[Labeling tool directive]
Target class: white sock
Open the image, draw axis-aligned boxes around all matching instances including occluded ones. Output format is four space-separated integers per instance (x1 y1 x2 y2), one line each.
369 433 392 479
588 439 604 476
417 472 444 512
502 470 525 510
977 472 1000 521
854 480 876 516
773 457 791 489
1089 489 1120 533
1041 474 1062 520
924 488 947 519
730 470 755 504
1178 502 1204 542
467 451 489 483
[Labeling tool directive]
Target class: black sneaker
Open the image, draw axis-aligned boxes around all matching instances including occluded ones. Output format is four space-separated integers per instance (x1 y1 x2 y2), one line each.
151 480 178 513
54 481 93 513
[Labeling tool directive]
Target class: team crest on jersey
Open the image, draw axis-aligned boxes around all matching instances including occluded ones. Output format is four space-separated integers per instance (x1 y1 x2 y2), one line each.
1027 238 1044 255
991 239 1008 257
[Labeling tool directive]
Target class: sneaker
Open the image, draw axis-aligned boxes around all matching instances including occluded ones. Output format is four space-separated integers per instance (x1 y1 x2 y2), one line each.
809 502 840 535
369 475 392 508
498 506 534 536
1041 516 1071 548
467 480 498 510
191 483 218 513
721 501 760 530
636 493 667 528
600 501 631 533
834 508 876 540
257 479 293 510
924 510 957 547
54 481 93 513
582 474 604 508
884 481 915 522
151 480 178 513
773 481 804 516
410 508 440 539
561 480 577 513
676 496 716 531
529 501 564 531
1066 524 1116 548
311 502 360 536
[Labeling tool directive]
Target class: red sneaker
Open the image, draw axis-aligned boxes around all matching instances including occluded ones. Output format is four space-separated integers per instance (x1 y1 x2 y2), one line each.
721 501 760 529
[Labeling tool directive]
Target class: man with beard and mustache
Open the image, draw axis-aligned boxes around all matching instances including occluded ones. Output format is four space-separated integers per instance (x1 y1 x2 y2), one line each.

^^^^

**WHAT YOU NEED TO DO:** Copy out every one of the records above word for word.

**COMPLETE ANSWER:**
[Labeling tool directive]
Target class: white sock
Open the image, draw axis-aligned boxes around all matching instances including occluded ones. Output format is four space-separated integers per instance (x1 y1 x2 y2), one line each.
369 433 392 479
588 439 604 476
417 472 444 512
502 470 525 510
977 472 1000 521
854 480 876 516
773 457 791 489
1089 489 1120 533
1041 474 1062 520
924 488 947 519
730 470 755 504
1178 502 1204 542
467 451 489 483
[Labeling tool directive]
Target class: black sneaker
Open the image, draw axis-aligned boxes around all matching instances including occluded ones. Output format is four space-separated integers per instance (x1 y1 x2 y2), one line each.
151 480 178 513
54 481 93 513
[Labeling tool directive]
Target class: team crest on jersey
Open the image, draw axis-aligned boxes around all matching instances including occluded ones. Output format is four space-separated integers per instance (x1 y1 x2 y2), one line each.
1027 238 1044 255
991 239 1008 257
[Labeling tool directive]
Target class: sneaker
Open the image, draw axis-aligned boxes around all matching instances including occluded ones. Output format is four space-separated integers per instance (x1 y1 x2 y2), one line each.
809 502 840 535
369 475 392 508
498 506 534 536
1041 516 1071 548
467 480 498 510
191 483 218 513
721 501 760 530
636 493 667 528
600 501 631 533
834 508 876 540
257 479 293 510
924 510 957 547
54 481 93 513
582 474 604 508
884 481 915 522
151 480 178 513
773 481 804 516
410 508 440 539
561 480 577 513
676 496 716 531
529 501 564 531
1066 524 1116 548
311 502 360 536
[Labeling tool directive]
Target class: red sneaker
Open the image, draw axis-aligned boxes around all matching instances including occluded ones. Output format is four space-separated integers per instance (x1 y1 x2 y2), one line each.
721 501 760 529
[Labeling tool directive]
Target class: man with beard and mustache
Open the image, draw axis-aligned boxes around all matching instances including occluded ones. Output format is four space-separated integers per instance (x1 y1 x2 y2), one line each.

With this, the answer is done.